As três vítimas foram protegidas desde a soltura e recebem ajuda médica e psicológica para se recuperar do pesadelo que viveram.

De acordo com os investigadores, as mulheres tinham a vida controlada, passavam grande parte dos dias trancadas e tinham apenas alguns momentos de certa liberdade na casa.

A libertação das mulheres, no entanto, aconteceu no dia 25 de outubro.

"A polícia foi contatada pela [organização] Freedom Charity depois que eles receberam um telefonema da irlandesa que disse estar presa contra sua vontade numa casa em Londres por mais de 30 anos", disse a Scotland Yard, em comunicado.

Segundo o detetive Kevin Hyland, da unidade de tráfico de pessoas da polícia metropolitana, um documentário de TV que mostrou o trabalho da Freedom Charity em relação a casamentos forçados teria motivado o telefonema da vítima.

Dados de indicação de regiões
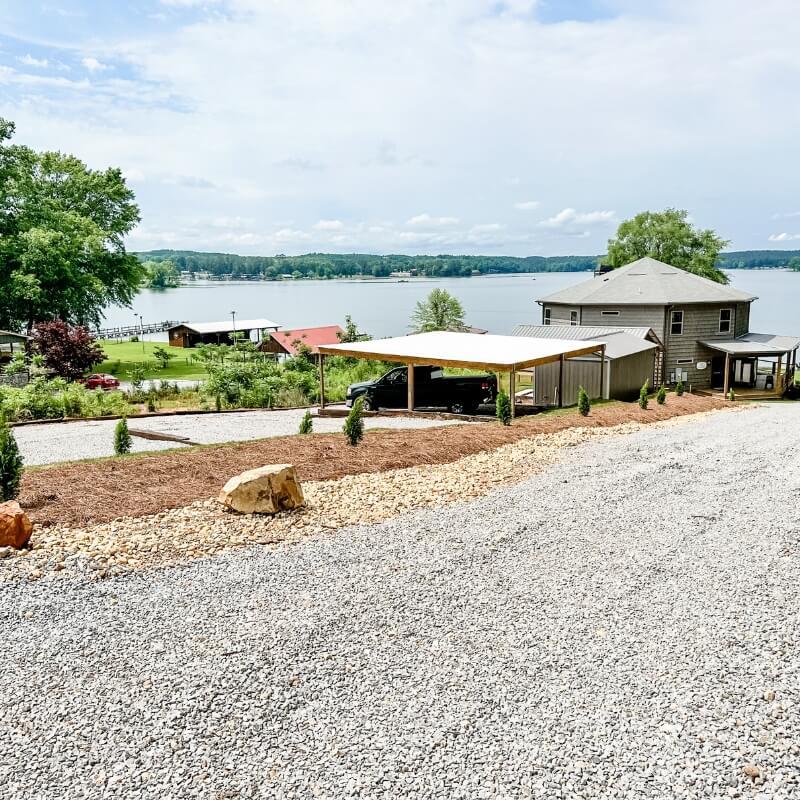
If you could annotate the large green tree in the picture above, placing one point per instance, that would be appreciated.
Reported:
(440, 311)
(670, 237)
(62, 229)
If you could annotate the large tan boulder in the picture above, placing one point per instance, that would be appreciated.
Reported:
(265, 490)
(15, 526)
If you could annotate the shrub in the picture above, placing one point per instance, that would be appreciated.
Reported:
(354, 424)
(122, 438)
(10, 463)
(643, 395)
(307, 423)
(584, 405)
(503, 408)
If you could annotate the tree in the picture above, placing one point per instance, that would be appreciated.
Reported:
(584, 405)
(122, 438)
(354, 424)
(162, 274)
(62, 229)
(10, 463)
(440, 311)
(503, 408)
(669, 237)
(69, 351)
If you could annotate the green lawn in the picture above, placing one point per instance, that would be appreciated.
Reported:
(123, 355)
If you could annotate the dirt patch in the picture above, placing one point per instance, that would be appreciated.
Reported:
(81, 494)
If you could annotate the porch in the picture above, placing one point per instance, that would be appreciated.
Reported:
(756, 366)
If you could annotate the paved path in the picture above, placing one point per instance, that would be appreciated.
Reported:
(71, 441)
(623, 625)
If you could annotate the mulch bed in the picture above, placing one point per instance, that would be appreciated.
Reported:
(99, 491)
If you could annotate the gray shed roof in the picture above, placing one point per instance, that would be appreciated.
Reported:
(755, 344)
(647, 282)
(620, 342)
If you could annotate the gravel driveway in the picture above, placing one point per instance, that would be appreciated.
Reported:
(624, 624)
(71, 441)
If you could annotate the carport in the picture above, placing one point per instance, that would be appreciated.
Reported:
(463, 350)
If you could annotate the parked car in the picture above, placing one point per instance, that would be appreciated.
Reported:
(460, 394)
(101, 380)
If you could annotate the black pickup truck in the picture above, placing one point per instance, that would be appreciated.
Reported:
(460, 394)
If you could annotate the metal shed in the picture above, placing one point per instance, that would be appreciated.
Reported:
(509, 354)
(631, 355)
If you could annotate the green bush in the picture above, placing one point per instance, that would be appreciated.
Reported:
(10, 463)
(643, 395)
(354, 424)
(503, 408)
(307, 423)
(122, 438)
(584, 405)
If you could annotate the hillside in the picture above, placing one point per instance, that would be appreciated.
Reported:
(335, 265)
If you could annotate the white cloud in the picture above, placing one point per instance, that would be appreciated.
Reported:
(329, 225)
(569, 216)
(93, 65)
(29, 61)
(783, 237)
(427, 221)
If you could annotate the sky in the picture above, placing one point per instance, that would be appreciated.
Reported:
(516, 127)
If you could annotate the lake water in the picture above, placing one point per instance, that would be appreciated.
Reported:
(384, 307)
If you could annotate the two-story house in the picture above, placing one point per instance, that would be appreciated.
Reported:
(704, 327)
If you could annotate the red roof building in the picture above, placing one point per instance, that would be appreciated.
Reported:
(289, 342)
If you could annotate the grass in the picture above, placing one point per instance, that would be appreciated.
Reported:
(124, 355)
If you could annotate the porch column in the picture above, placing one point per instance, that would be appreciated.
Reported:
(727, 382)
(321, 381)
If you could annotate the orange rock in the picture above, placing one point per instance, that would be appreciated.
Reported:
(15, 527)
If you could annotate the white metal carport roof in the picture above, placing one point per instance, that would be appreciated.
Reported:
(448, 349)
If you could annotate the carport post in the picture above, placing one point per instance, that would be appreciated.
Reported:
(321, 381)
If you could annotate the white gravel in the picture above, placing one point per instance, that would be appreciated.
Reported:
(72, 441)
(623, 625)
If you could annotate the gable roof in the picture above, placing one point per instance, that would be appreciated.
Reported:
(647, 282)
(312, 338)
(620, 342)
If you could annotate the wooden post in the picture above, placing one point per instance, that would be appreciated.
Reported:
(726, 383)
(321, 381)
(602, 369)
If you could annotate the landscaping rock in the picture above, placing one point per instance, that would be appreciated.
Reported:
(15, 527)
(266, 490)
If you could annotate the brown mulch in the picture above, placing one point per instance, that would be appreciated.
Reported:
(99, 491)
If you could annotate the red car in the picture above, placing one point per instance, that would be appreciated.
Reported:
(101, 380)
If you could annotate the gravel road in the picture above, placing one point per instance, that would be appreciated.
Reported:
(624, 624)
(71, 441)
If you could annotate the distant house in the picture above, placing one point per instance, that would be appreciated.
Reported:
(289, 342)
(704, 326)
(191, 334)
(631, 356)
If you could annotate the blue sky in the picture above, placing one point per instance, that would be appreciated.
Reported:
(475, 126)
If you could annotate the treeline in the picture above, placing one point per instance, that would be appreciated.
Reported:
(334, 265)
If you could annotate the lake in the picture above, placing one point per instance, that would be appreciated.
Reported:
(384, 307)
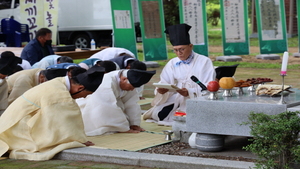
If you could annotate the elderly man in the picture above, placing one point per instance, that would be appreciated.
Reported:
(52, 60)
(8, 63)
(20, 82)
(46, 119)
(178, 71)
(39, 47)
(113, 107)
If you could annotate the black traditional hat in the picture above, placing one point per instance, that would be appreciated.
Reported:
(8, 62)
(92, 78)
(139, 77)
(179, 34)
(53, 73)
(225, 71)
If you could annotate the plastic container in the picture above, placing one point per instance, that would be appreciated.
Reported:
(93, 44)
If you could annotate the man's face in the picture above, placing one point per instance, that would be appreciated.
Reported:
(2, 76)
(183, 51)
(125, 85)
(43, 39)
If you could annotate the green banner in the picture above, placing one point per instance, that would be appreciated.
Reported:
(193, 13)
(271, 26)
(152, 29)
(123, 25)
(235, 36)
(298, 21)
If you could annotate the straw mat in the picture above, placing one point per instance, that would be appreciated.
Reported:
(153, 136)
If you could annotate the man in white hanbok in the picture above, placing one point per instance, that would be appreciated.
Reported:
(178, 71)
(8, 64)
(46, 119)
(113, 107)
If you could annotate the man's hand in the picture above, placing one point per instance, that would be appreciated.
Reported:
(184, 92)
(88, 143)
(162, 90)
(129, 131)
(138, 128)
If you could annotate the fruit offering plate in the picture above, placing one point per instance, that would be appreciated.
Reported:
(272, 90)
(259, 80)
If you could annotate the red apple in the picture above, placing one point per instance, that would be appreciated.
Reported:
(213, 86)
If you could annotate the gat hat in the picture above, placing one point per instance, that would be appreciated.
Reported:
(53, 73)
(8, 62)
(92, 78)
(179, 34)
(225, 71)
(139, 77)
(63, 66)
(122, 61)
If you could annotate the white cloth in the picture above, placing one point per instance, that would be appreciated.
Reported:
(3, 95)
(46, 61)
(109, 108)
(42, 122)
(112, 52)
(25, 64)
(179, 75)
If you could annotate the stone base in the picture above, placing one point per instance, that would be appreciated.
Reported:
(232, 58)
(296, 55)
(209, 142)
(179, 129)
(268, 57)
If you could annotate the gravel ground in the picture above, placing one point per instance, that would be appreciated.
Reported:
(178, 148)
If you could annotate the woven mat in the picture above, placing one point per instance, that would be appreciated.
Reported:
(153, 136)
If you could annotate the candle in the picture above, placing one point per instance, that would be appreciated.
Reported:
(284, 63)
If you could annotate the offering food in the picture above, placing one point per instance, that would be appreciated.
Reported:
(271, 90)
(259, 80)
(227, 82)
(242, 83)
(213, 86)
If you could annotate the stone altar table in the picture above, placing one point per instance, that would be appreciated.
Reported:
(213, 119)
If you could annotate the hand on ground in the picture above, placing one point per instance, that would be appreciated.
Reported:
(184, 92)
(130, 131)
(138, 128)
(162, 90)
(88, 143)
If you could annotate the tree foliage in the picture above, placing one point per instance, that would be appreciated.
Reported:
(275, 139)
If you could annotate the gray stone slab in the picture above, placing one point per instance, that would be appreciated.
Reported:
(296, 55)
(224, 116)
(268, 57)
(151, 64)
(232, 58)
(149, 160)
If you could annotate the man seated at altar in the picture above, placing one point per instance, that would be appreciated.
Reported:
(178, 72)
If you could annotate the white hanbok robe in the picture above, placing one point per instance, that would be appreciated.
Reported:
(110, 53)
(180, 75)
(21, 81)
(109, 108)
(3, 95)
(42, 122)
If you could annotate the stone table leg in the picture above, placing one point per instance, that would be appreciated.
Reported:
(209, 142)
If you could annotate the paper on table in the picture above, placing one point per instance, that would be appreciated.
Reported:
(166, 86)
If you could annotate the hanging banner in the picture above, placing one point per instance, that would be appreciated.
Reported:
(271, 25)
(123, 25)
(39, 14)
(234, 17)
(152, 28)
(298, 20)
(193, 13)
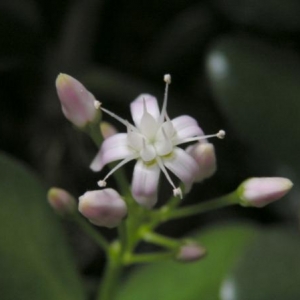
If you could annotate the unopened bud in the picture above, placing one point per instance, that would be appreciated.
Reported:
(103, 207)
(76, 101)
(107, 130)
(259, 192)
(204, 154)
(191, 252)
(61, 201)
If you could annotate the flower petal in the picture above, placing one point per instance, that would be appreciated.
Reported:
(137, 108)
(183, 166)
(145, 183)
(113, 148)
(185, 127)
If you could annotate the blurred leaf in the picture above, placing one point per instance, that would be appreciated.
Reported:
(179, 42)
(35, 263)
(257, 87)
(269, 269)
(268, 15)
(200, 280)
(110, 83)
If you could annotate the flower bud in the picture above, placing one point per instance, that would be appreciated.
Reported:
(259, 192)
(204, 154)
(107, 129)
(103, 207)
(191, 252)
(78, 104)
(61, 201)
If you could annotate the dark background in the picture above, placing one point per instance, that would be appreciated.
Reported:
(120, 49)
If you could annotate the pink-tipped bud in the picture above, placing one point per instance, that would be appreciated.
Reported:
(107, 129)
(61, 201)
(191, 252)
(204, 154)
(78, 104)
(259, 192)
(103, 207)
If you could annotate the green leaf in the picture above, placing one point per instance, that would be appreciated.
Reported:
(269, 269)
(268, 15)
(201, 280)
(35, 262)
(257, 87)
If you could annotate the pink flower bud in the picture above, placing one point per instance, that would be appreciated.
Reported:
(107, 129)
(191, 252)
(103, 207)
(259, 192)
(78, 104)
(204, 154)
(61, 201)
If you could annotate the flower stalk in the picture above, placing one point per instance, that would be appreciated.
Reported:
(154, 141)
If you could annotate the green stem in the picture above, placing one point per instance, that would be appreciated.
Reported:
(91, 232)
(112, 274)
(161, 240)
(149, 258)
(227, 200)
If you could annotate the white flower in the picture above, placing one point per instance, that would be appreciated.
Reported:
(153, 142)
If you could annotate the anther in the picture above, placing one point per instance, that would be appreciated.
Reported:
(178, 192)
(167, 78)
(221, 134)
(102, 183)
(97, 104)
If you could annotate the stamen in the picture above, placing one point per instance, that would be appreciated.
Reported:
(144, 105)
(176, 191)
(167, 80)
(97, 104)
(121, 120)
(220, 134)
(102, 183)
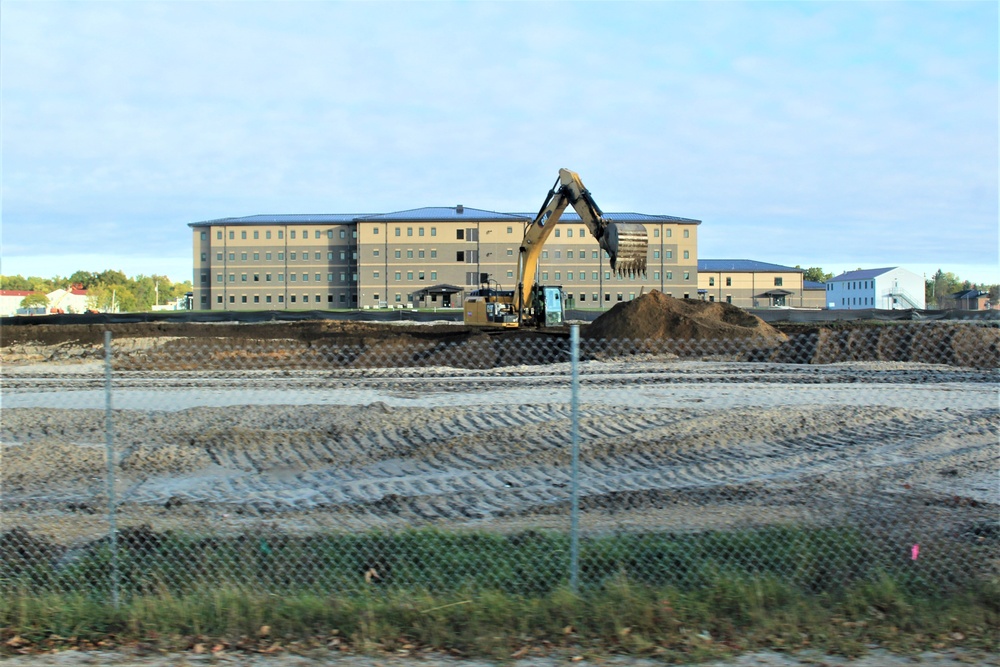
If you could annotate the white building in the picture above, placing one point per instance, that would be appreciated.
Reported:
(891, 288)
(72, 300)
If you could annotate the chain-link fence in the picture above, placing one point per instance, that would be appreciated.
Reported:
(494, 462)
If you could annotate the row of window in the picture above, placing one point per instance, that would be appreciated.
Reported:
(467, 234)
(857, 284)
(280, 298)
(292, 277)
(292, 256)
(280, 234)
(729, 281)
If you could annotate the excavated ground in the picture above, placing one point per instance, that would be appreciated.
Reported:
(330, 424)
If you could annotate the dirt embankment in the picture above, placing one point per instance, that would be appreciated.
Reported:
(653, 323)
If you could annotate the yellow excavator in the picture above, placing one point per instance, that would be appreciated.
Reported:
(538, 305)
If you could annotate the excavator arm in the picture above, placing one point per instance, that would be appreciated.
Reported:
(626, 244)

USANDO AS INFORMAÇÕES =
[1] Por favor, extraia do trecho sobre as mulheres libertadas em Londres a parte que começa em "As três vítimas" e segue até "liberdade na casa.".
[2] Passe para o inglês esta frase do trecho sobre as mulheres libertadas em Londres: "A libertação das mulheres, no entanto, aconteceu no dia 25 de outubro."
Os registros vêm de outra fonte.

SEÇÃO DE RESPOSTAS =
[1]
As três vítimas foram protegidas desde a soltura e recebem ajuda médica e psicológica para se recuperar do pesadelo que viveram.

De acordo com os investigadores, as mulheres tinham a vida controlada, passavam grande parte dos dias trancadas e tinham apenas alguns momentos de certa liberdade na casa.

[2] The women's release, however, took place on October 25.